## Task goal
Repeat verbatim the stretch of the listing below from its first line through the line containing "1119;622;1148;641", including both ends.

## Material for this exercise

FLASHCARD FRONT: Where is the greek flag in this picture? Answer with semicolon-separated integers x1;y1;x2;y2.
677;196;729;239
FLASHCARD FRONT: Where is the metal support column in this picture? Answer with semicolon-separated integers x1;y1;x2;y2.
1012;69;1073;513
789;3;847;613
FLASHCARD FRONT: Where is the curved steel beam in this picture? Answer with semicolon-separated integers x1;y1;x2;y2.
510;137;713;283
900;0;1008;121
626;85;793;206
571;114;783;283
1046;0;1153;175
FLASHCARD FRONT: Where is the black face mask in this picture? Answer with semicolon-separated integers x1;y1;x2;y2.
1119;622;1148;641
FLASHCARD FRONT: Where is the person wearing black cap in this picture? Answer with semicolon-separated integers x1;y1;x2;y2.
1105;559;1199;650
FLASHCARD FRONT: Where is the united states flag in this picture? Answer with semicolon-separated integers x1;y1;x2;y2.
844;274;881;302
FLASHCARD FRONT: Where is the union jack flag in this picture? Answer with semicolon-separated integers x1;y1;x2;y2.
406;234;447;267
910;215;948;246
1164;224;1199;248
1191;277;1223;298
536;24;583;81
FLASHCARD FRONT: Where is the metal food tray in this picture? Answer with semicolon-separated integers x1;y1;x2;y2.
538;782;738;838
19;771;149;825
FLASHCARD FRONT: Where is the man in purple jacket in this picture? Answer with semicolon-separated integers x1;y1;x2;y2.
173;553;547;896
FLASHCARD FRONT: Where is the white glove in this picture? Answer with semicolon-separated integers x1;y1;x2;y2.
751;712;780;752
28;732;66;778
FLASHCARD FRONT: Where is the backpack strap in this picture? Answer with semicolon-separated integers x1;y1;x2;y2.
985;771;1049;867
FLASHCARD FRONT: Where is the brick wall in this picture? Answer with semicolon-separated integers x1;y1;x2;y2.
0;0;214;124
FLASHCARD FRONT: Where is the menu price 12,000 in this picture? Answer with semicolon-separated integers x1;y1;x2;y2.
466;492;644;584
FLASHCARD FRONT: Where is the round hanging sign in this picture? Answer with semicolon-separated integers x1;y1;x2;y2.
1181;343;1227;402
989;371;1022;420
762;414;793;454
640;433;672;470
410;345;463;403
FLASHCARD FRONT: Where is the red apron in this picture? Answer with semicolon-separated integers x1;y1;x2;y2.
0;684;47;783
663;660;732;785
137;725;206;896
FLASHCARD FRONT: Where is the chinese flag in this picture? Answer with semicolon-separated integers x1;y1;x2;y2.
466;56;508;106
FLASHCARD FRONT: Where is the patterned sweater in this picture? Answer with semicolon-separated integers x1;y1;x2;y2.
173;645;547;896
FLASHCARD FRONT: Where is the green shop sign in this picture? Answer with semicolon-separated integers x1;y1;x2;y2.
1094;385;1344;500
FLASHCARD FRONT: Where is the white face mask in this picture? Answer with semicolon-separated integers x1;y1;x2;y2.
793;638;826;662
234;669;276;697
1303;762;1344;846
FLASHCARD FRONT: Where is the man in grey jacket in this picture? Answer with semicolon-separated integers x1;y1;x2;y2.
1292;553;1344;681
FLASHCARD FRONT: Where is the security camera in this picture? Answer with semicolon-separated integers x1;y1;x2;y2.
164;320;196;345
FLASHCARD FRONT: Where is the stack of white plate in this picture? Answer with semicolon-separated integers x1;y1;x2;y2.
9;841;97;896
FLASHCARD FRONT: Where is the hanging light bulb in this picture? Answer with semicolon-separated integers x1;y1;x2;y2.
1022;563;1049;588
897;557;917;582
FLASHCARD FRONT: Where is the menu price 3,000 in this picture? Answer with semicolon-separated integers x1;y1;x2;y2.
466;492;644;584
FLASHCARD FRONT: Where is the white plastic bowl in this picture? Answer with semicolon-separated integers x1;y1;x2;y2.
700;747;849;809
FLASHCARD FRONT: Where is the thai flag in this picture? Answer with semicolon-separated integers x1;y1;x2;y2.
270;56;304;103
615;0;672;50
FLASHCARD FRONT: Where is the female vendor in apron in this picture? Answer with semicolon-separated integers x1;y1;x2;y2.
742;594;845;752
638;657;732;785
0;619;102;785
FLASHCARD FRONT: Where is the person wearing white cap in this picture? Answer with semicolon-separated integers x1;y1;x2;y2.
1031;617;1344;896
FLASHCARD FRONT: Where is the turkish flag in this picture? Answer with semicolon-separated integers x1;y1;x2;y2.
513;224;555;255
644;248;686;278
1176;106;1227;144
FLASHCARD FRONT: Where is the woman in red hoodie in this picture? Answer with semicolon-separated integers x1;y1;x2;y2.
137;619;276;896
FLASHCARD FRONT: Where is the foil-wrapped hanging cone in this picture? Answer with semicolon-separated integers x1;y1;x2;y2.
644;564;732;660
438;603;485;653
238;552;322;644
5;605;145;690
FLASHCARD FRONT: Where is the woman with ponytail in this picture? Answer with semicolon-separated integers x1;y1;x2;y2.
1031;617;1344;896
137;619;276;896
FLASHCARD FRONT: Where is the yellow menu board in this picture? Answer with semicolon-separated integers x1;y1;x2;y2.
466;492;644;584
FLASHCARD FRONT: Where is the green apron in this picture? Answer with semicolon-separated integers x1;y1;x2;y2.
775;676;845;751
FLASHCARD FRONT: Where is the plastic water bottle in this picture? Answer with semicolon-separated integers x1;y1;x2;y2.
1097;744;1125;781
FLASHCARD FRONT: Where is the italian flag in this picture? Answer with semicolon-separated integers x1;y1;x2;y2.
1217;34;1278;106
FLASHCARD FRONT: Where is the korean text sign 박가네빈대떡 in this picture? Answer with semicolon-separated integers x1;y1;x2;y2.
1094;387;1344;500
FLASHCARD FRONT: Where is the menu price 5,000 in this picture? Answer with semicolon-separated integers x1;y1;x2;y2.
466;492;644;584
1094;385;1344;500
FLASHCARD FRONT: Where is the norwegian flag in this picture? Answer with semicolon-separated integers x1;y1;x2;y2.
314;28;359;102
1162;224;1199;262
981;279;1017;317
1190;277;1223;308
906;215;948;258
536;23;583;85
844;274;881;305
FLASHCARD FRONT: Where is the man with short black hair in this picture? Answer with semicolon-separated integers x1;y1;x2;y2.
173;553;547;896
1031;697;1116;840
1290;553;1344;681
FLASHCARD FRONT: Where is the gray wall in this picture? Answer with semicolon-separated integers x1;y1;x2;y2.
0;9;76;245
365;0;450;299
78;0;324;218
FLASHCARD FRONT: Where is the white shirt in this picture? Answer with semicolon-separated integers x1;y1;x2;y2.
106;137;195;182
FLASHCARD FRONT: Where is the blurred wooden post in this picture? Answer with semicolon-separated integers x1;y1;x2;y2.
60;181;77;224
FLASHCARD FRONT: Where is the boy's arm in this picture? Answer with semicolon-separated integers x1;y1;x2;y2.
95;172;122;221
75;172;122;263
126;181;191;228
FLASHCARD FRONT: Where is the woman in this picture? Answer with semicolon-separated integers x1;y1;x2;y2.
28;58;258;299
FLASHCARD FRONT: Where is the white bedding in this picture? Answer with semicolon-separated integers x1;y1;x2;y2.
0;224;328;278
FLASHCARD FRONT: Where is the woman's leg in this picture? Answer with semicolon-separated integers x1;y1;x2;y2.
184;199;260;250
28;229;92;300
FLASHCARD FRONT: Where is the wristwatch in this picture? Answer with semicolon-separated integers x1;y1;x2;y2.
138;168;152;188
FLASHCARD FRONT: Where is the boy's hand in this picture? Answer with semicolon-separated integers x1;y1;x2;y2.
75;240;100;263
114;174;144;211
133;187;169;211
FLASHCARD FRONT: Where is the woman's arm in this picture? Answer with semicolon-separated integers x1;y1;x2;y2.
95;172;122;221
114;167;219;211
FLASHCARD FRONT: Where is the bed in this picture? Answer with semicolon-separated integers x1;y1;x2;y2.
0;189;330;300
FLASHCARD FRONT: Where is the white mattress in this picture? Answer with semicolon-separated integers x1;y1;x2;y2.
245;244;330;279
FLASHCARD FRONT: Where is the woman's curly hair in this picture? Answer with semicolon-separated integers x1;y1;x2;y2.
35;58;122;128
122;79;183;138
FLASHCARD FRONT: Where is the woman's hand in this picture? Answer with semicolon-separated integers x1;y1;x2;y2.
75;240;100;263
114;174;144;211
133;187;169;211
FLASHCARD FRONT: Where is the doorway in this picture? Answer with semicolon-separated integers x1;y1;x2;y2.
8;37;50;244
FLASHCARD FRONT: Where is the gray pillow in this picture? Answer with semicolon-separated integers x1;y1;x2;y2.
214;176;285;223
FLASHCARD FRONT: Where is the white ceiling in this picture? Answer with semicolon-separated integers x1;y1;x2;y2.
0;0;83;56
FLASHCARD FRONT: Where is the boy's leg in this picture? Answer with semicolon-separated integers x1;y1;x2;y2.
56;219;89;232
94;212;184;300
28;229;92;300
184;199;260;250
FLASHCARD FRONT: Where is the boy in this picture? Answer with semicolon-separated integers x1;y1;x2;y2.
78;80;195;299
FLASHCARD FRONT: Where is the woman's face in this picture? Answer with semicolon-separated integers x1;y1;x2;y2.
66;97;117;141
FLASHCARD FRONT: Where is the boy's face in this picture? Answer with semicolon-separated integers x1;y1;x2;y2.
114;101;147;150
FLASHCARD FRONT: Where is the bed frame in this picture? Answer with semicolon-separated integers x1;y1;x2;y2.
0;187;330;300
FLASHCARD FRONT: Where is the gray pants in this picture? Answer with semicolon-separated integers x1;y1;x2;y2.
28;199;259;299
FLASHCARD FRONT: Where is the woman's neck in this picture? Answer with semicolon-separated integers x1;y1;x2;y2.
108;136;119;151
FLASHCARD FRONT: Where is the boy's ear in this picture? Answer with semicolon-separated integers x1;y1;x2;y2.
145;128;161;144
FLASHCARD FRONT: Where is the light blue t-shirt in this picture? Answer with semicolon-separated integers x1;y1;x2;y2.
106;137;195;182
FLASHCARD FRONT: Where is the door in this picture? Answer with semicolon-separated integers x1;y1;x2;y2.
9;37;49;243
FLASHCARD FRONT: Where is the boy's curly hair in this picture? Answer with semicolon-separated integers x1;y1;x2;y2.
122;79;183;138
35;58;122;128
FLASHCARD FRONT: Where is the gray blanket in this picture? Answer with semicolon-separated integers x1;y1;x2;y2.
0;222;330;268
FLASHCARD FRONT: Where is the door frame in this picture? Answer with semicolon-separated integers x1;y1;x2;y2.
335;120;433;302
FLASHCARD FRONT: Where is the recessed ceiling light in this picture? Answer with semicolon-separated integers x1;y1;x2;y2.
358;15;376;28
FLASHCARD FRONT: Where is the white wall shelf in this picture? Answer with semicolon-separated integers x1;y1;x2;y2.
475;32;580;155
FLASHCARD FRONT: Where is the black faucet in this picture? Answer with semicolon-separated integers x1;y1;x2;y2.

## Answer below
FLASHCARD FRONT: Where is the greek flag in this picture? Answer with semicolon-separated integers x1;y1;x2;y2.
677;196;729;239
FLASHCARD FRONT: Where is the metal support column in this picture? Answer with semicolon-separated integers x1;y1;x2;y2.
1012;69;1073;513
789;3;847;613
FLASHCARD FRONT: Where is the curved steel beam in this picture? Answer with semicolon-separated integers x1;y1;x2;y2.
510;137;713;283
900;0;1008;121
626;85;793;206
571;114;783;283
1046;0;1153;175
FLASHCARD FRONT: Where is the black face mask in this picture? Answer with semicolon-separated integers x1;y1;x2;y2.
1119;622;1148;641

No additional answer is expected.